A few records:
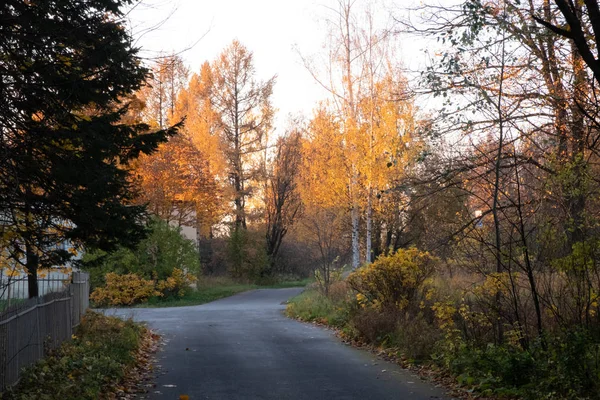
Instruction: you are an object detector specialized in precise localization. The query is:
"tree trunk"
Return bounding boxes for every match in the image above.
[25,240,39,298]
[352,200,360,269]
[365,188,373,264]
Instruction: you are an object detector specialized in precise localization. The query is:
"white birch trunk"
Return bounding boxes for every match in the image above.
[352,203,360,269]
[365,188,373,264]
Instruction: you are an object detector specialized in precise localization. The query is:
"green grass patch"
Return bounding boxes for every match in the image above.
[285,289,350,328]
[0,311,147,400]
[136,277,310,308]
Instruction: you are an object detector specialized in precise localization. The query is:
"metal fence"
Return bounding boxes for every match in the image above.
[0,272,90,392]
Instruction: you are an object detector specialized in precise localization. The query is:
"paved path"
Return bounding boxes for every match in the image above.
[106,289,447,400]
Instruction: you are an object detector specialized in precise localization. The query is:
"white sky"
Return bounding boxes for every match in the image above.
[129,0,436,134]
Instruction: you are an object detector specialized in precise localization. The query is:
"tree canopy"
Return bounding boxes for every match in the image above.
[0,0,177,296]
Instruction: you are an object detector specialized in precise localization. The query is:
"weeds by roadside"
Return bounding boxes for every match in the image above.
[0,311,157,400]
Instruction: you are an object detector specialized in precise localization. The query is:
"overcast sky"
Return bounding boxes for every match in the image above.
[129,0,436,130]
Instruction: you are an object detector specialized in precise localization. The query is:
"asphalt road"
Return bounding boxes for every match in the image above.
[106,289,448,400]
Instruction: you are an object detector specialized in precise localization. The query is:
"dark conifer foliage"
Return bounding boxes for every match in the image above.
[0,0,178,296]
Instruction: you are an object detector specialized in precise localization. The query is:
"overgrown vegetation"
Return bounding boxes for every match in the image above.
[83,219,200,306]
[286,248,600,400]
[0,312,149,400]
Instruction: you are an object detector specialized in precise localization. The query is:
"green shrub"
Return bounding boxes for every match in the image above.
[0,312,145,400]
[83,219,200,289]
[227,229,270,282]
[286,289,352,328]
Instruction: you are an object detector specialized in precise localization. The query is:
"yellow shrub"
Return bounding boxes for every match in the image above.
[90,272,162,306]
[348,248,437,311]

PROBLEM STATEMENT:
Rewrite every row above with "object detector" changed to "object locator" and nothing else altered. Leave the pictures out.

SOLUTION BELOW:
Instruction: you are an object locator specialized in precise localization. The query is:
"tree trunk"
Return bounding boxes for every match in the image above.
[25,240,39,298]
[352,200,360,269]
[365,188,373,264]
Instruction: you are an object locator specialized in precise localization. The query is:
"white birch trunk"
Return bounding boxes for every match in the image above.
[352,203,360,269]
[365,188,373,264]
Instruction: you are an object locator specialized in precise localization. The query is:
"green grass patch"
Return bounding boxes for every match in the image above.
[285,289,350,328]
[0,311,147,400]
[136,277,310,308]
Instruction: you are an object locator specialized in precise localization. The query is:
"metal fence"
Return bounding boxes for every match in the image above.
[0,272,90,392]
Instruction: you are an object locator specialized in precise localization. The query is:
"paved path"
Return bounding boxes for every match in the image above.
[106,289,447,400]
Instruction: you are an object locator specialized in precise localization. The query is:
"white sky"
Return bounding boxes for every match in the image above.
[129,0,436,134]
Instruction: you are an object locator specialized in precise localization. The query is:
"tree canopy"
Return bounding boxes for every match in the image above.
[0,0,177,296]
Instruction: you are an object locator specialized in precise localization. The query is:
"weeds by roadside"
Return bounding boxes for every match in the image above.
[0,311,157,400]
Instruction: you are an object locator specialized in precise localization. The query is:
"overcast sky"
Return bounding boxes for every match in the image above.
[129,0,436,130]
Instruction: you are an object locator specialized in precise localization. The query is:
"asphalt road"
Return bounding boxes for every match in the image above.
[106,289,448,400]
Instruction: you are an object locator specialized in precise localization. The query is:
"dark conifer foliage"
Return bounding boxes for every match in the image above.
[0,0,178,296]
Instruction: you are an object locator specialized in precise localization. The query is:
"overgrown vegetation"
Return bounding boxes for every match in the image above.
[83,219,200,306]
[286,248,600,400]
[0,312,149,400]
Instruction: you are an object locator specialized in precise localization. The query is:
"green shrub"
Return bounding boxes for every match in the image above.
[0,312,145,400]
[83,219,200,289]
[227,229,270,282]
[286,289,352,328]
Instruction: you are an object locator specialized in precise localization. The query is:
"yellow shrub"
Return bounding boxes for every match in the image above.
[90,272,162,306]
[348,248,437,311]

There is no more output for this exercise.